**Document text:**
#####

Trained data collectors assessed students on 2 consecutive non-Monday school days in each school. Questions were read aloud by data collectors, and students marked their responses directly in the survey packets. To collect data from the parents, trained research assistants telephoned parents and guardians using home numbers obtained through the school district. Up to 10 call attempts were made on different days and times. Attempts were made to primarily interview mothers or female guardians. For the majority of analyses presented in this article, we draw from data collected in the spring of 2000; however, for information on environmental media changes, we use data from both fall 1999 and spring 2000.


Students reported their sex and age while parents indicated ethnic group and main language spoken at home. Parents indicated the highest level of education that they and/or any other parent living in the household had completed.


Students reported on their household media environments, including the number of working television sets, computers, VCRs, and video game players in the home. Students also reported the presence of a television set in the room they regularly slept in and whether they had access to and used a home computer. For most of our analyses, we included the bedroom television or home computer access only if a student reported positive responses to these items at both the fall and spring assessments. We did, however, conduct a few additional analyses considering students who “gained” or “lost” a bedroom television or home computer access between the baseline and follow-up data collection points.

#####

**Records shown:**
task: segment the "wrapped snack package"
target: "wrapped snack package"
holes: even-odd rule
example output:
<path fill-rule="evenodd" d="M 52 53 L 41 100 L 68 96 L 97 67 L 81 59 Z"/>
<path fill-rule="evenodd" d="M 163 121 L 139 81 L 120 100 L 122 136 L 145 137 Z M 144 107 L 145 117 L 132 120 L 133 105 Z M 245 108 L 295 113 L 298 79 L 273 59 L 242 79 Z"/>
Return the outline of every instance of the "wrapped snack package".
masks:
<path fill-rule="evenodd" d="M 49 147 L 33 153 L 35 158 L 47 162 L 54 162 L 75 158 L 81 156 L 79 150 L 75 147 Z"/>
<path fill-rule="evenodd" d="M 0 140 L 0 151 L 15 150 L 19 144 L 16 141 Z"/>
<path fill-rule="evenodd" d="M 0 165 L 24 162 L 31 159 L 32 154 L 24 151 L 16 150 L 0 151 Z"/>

#####

**Work required:** Copy out the survey methods text from "Students reported their" to "household had completed.". The rows have no connection to the survey methods text.

**Answer to this problem:**
Students reported their sex and age while parents indicated ethnic group and main language spoken at home. Parents indicated the highest level of education that they and/or any other parent living in the household had completed.